:: Task to carry out ::
Write out the records word for word, starting at the line that contains "Where can the dark rocks" and continuing through the final line of the records.

** Begin **

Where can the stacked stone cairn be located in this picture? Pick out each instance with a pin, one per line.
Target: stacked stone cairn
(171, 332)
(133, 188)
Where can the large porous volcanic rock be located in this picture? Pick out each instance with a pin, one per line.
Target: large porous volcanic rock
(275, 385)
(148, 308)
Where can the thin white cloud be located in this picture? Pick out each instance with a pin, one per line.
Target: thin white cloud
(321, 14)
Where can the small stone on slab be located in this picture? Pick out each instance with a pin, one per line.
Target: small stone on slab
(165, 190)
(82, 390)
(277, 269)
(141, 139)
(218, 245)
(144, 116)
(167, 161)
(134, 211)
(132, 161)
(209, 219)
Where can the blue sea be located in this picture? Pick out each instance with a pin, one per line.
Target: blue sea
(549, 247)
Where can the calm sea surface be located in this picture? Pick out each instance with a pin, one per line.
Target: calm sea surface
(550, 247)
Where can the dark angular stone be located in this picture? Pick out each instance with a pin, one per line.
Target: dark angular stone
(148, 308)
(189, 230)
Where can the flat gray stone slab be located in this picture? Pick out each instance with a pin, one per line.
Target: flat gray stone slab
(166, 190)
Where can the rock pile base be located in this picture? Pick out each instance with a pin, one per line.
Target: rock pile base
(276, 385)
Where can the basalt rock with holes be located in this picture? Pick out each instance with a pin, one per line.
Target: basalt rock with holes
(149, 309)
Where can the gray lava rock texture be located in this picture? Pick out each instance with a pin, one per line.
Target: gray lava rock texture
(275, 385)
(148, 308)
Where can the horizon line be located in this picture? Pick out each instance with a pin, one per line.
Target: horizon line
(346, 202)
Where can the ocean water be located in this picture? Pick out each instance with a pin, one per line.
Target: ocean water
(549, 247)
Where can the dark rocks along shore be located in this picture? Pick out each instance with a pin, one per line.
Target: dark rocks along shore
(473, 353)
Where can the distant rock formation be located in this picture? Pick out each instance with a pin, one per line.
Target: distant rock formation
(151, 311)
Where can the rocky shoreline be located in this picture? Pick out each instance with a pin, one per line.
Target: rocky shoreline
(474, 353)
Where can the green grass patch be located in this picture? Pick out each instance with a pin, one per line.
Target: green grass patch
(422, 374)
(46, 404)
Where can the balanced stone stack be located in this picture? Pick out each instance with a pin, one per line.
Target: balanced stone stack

** End **

:: Answer to this task ::
Where can the dark rocks along shore be located in this picture? Pick out each instance with a pin, one per line.
Target: dark rocks along shore
(473, 353)
Where can the distant rock formation be located in this picture? Pick out each instance with a pin, one per line.
Target: distant rock formation
(151, 311)
Where can the rocky shoreline be located in this picture? Pick out each instance with a pin, one per line.
Target: rocky shoreline
(474, 353)
Where can the green grass patch be located in this picture? Pick out each instance with a pin, one per line.
Target: green grass patch
(422, 374)
(46, 404)
Where can the balanced stone stack be located in this picture? Pick out each instance with a pin, one per line.
Target: balanced stone stack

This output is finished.